Assignment - Every line of the data that includes "pixel" should be copied out.

(Stored data entries)
=== Section Start ===

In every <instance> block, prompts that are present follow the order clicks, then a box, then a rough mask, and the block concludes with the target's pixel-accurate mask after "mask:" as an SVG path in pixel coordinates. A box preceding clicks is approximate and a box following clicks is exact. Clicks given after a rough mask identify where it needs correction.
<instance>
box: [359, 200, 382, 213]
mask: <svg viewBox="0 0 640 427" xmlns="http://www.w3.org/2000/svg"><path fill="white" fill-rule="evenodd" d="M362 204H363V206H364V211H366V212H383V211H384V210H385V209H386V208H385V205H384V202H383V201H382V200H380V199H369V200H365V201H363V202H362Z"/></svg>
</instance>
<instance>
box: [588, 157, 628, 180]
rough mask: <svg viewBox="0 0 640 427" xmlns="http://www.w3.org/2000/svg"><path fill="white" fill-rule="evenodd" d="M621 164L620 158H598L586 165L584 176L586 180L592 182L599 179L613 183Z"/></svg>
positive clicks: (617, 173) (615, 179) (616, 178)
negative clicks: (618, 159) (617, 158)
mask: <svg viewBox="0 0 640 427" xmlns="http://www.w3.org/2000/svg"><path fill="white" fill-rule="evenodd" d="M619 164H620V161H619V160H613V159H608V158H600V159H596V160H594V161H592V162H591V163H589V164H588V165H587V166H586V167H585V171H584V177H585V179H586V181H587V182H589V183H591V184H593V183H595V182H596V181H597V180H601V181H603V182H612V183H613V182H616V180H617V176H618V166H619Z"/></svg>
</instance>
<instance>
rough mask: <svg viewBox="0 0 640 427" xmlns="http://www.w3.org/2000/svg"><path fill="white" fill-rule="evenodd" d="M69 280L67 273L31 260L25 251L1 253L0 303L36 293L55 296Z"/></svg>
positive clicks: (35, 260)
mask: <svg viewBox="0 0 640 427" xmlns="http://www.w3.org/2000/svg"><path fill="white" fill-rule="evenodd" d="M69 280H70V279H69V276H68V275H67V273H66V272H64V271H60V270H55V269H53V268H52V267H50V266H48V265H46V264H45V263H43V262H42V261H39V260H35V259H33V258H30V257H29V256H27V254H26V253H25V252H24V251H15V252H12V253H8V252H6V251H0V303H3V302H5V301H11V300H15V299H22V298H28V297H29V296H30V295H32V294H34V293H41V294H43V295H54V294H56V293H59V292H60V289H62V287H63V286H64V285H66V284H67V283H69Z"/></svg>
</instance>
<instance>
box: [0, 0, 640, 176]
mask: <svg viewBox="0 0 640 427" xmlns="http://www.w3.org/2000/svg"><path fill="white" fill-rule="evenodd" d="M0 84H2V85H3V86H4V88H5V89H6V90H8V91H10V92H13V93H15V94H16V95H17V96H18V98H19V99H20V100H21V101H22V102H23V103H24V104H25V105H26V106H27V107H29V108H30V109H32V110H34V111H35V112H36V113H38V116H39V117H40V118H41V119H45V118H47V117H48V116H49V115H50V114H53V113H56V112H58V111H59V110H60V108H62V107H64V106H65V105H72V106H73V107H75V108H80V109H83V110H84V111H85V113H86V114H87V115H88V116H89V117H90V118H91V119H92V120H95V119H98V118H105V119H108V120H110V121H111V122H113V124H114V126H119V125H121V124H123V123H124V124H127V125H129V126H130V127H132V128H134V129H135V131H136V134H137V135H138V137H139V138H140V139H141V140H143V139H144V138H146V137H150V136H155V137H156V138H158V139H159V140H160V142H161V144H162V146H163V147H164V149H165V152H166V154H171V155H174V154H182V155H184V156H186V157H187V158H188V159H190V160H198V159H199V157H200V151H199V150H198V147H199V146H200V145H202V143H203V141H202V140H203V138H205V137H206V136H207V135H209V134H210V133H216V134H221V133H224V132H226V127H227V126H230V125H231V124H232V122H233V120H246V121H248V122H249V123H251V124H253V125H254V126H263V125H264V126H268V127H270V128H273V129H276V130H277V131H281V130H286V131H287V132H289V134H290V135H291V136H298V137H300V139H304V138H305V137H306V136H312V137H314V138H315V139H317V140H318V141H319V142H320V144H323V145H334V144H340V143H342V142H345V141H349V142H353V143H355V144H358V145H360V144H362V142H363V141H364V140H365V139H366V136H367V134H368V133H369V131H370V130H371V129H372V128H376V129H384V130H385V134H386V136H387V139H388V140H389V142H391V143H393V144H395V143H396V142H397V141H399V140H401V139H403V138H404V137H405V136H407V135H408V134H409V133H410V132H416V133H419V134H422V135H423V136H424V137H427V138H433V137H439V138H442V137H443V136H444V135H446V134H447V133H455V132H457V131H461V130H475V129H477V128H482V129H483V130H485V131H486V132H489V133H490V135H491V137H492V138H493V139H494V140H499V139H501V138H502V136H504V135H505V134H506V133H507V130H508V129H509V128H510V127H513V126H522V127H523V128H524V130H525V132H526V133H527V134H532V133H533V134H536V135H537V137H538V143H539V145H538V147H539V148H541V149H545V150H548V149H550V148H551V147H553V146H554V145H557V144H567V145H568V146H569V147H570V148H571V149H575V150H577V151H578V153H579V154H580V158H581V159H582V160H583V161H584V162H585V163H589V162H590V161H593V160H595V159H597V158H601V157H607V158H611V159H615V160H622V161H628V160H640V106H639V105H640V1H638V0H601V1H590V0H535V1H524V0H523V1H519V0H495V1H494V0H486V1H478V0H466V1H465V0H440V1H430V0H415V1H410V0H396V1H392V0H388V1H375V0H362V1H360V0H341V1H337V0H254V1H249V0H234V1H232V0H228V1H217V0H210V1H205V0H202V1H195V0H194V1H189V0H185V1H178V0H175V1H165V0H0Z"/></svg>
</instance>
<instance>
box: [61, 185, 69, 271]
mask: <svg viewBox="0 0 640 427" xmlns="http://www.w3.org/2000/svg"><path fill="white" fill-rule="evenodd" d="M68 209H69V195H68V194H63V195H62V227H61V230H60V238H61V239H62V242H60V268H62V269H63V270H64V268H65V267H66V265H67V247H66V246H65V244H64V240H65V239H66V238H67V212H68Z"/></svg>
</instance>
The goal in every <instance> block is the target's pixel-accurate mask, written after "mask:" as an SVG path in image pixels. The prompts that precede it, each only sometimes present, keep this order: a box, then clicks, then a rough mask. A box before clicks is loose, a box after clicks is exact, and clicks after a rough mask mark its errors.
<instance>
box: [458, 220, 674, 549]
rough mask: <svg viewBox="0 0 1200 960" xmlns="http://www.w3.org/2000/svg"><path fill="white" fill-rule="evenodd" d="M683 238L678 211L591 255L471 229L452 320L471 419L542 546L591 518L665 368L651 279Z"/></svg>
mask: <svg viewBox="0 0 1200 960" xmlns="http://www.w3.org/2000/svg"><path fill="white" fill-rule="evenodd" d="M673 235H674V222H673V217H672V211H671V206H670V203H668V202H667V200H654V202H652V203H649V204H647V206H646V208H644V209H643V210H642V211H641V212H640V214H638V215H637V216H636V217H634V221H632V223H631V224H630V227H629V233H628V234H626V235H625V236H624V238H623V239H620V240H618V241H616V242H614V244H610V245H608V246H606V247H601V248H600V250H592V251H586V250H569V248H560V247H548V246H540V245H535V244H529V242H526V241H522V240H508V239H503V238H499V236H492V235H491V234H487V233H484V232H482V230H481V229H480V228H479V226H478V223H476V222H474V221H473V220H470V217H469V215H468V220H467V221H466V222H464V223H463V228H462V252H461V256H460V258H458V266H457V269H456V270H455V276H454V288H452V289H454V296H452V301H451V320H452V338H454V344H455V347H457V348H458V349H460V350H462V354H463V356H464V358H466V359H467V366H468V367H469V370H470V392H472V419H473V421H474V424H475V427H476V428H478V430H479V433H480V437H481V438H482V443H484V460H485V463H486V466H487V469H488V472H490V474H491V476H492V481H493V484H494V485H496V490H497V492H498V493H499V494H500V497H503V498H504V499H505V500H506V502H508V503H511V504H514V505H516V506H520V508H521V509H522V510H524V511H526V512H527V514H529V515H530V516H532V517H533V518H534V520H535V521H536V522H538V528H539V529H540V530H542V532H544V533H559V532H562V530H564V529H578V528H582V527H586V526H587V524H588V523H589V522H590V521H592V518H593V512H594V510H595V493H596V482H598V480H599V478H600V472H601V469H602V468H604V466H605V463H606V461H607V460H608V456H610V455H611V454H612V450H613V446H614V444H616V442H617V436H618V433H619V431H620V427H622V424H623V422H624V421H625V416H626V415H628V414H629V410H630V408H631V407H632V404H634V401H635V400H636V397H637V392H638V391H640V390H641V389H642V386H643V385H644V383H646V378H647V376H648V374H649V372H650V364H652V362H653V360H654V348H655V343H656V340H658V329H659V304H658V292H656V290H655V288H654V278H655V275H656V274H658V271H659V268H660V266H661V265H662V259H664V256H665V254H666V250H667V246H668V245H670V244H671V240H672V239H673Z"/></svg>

=== Section End ===

Exercise result -
In every <instance> block, prompts that are present follow the order clicks, then a box, then a rough mask, and the block concludes with the target's pixel-accurate mask after "mask:" as an SVG path in pixel coordinates. A box preceding clicks is approximate and a box following clicks is exact. Clicks given after a rough mask identify where it needs correction.
The goal in every <instance> block is the target's pixel-accurate mask, written after "mask:" as an SVG path in image pixels. The prompts that precede it, each only sometimes present, keep this order: a box, then clicks, then a rough mask. A box before clicks is loose, a box after clicks is exact, and clicks after a rough mask mark its errors.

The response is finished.